--- Assignment ---
Copy the lines of the material below word for word, omitting the pictures from your answer.

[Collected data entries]
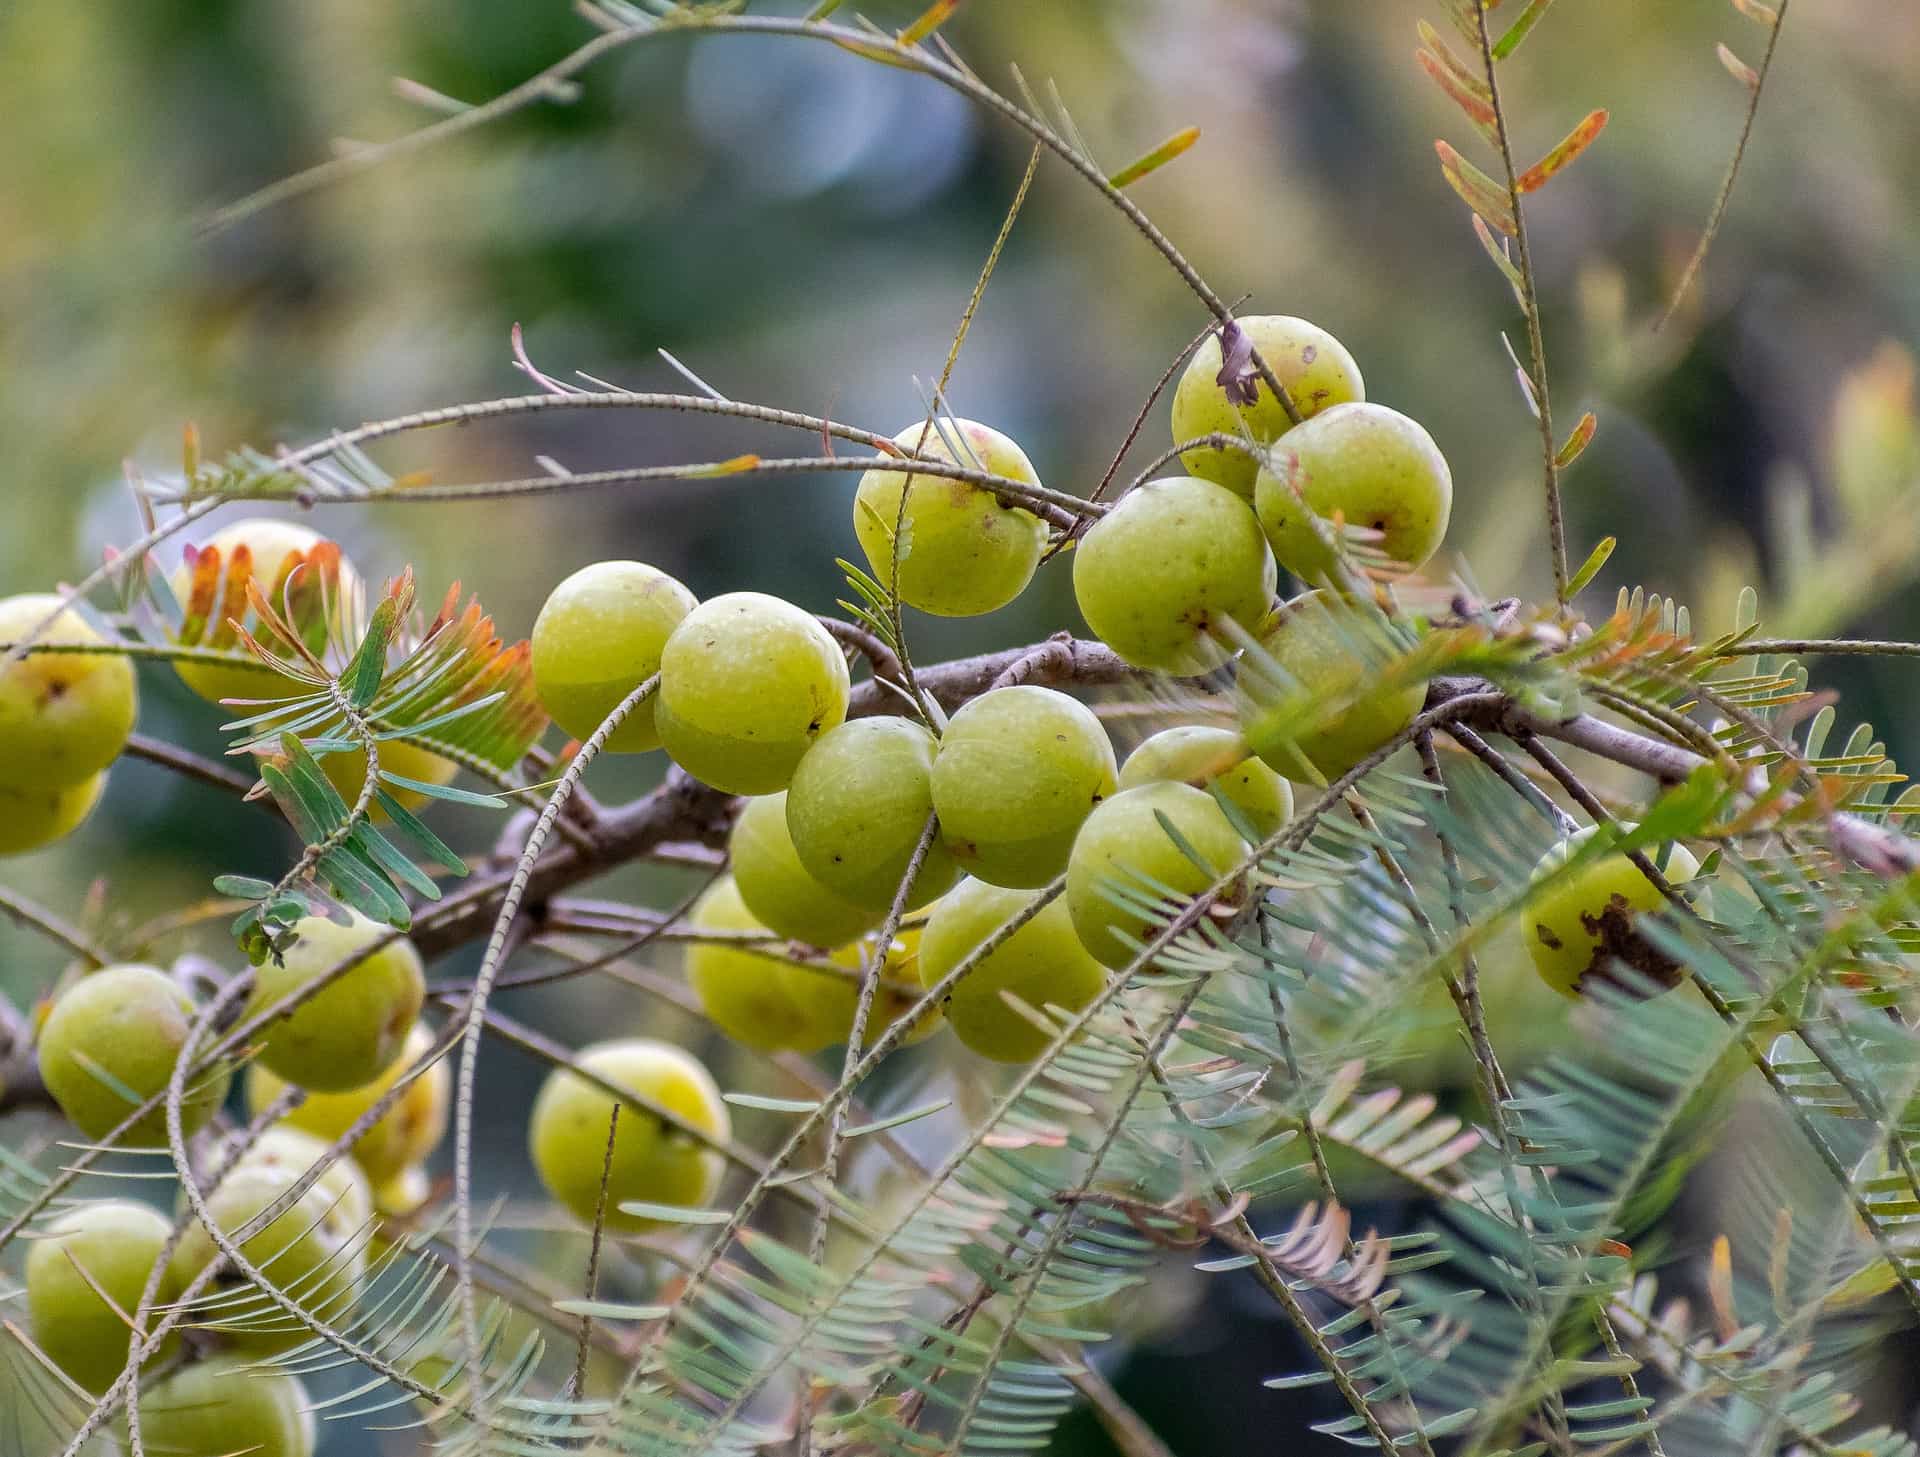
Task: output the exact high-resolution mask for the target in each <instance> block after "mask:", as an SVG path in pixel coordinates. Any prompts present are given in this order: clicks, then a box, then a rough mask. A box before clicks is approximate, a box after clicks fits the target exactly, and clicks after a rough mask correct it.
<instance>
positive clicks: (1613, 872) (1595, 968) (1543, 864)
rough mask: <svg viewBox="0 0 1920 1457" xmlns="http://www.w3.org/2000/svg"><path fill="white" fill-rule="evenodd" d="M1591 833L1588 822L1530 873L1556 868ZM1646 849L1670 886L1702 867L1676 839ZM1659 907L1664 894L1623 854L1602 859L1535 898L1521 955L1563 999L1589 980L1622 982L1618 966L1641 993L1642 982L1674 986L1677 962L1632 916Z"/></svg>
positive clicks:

--- Result of this task ---
Task: output the exact high-resolution mask for the target in each <instance> block after "mask:", as an SVG path in pixel coordinates. Any prompts present are given in this order: clicks, then a box, then a rough mask. A box before clicks is approximate, a box after clicks fits the target exactly, and clicks after a rough mask correct it.
<instance>
positive clicks: (1613, 872) (1595, 968) (1543, 864)
rough mask: <svg viewBox="0 0 1920 1457" xmlns="http://www.w3.org/2000/svg"><path fill="white" fill-rule="evenodd" d="M1591 833L1588 822L1530 873L1556 868ZM1646 849L1670 886L1702 867L1676 839ZM1659 907L1664 894L1623 854L1602 859L1535 898L1521 955L1563 999L1589 980L1622 982L1618 966L1641 993L1642 982L1674 986L1677 962L1632 916Z"/></svg>
positive clicks:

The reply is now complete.